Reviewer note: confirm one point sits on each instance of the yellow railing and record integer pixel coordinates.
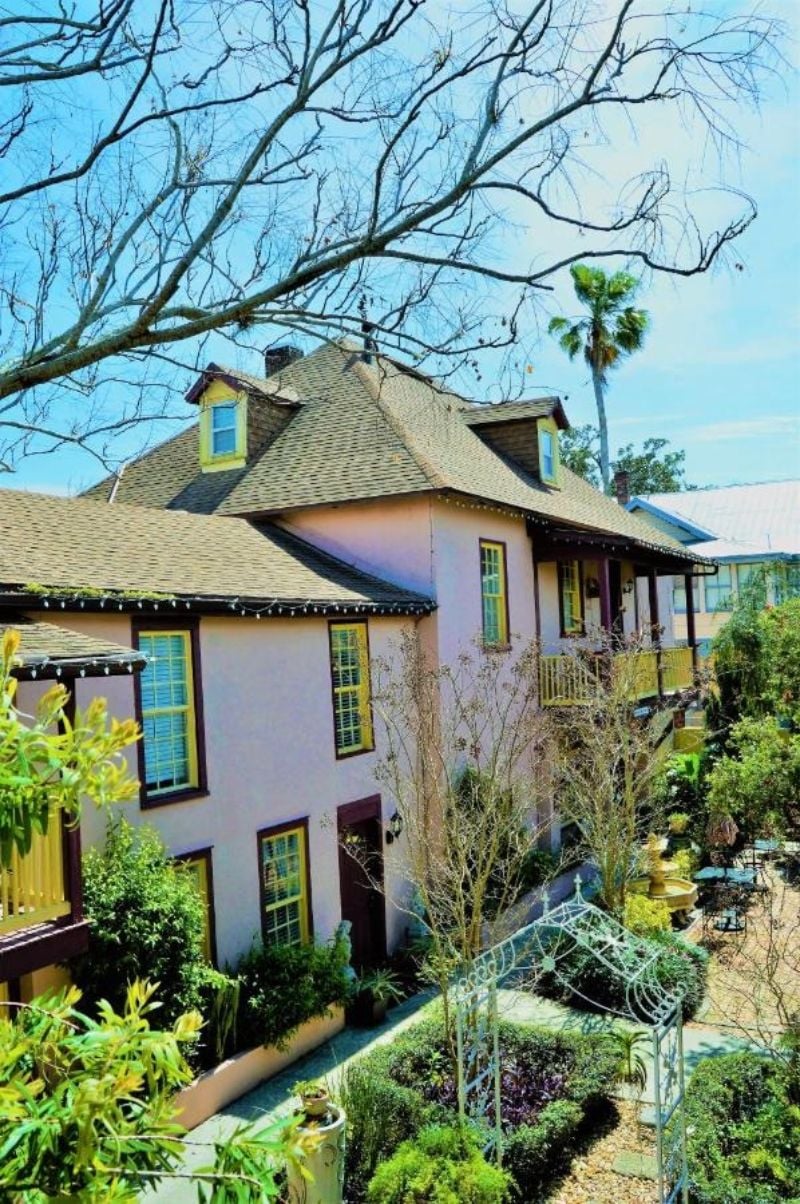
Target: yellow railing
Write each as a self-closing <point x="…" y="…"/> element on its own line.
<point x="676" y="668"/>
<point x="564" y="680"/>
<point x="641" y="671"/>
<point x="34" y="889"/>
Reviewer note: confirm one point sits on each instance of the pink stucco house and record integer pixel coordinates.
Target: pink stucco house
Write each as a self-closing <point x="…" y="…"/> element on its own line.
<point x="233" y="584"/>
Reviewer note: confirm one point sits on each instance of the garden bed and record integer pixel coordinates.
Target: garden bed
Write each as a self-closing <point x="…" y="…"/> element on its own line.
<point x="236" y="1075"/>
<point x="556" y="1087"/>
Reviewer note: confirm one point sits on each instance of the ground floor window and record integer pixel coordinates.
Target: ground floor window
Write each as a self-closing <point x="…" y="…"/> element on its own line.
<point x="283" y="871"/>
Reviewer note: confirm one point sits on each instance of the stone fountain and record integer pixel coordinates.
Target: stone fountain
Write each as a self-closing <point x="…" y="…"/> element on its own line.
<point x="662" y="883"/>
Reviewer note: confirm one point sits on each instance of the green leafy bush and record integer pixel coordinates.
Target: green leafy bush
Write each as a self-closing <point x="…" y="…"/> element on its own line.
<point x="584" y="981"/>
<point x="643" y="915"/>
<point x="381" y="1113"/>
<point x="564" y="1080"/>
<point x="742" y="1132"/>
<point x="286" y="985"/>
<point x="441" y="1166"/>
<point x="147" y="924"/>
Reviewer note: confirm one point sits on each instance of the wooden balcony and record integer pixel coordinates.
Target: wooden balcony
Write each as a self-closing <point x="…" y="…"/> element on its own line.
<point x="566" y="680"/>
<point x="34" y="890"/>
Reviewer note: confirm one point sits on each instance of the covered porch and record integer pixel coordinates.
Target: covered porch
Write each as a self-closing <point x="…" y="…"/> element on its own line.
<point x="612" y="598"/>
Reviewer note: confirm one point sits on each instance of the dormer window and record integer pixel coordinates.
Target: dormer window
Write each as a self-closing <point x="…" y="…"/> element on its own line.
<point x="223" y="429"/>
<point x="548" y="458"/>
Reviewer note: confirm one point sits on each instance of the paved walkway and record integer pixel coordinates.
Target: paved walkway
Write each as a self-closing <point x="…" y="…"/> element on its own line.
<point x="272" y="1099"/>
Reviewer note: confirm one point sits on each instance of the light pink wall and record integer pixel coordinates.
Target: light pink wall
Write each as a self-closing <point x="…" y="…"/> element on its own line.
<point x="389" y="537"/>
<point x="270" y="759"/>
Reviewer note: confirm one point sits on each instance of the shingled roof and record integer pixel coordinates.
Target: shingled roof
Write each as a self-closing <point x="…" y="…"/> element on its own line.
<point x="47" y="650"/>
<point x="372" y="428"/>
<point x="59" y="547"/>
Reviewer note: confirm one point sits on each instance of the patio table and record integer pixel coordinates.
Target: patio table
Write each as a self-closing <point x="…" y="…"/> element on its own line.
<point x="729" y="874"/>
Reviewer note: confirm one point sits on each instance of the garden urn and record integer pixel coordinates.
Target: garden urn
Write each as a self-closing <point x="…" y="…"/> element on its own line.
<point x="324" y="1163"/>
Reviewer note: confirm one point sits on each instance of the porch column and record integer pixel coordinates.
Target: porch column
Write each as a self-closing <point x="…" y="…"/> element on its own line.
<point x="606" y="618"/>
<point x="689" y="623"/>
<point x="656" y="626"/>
****************************************
Copy exactly the lines that run from the one containing "walkway and record integer pixel coordinates." to the last line of the listing, both included, and nothing more.

Reviewer note: confirm one point sits on each instance of the paved walkway and record integer pixel coordinates.
Target: paved walkway
Write each as a self-closing <point x="…" y="…"/> element on its own line.
<point x="272" y="1099"/>
Reviewer note: confirm one point sits on each instance of the light pink wall and record integer pixel coordinates.
Target: light pink wall
Write each as a self-closing <point x="…" y="…"/> element on its own line.
<point x="389" y="537"/>
<point x="270" y="759"/>
Reviewer note: confirm one point sits on each instance of the shingled roof and record integer pixel coordinates.
Target: shingled roof
Write each as a self-closing <point x="…" y="…"/> element on its own line.
<point x="47" y="650"/>
<point x="372" y="428"/>
<point x="59" y="547"/>
Reviewer note: confirm one point sits on each instance of the patio table and record integer pixel coordinates.
Target: patio table
Write each as a self-closing <point x="…" y="…"/> element on its own line.
<point x="729" y="874"/>
Reviewer note: confirm one point sits on each instance of the garden urn and record integer pixel coordinates.
Target: garden urn
Write each as a self-closing <point x="…" y="…"/> element on its own line.
<point x="324" y="1163"/>
Reviewer note: confirm one point sits on each instance of the porch column and record integer pixel coordinates.
Target: porch column
Write each as a self-closing <point x="…" y="…"/> element on its own line.
<point x="606" y="618"/>
<point x="689" y="623"/>
<point x="656" y="626"/>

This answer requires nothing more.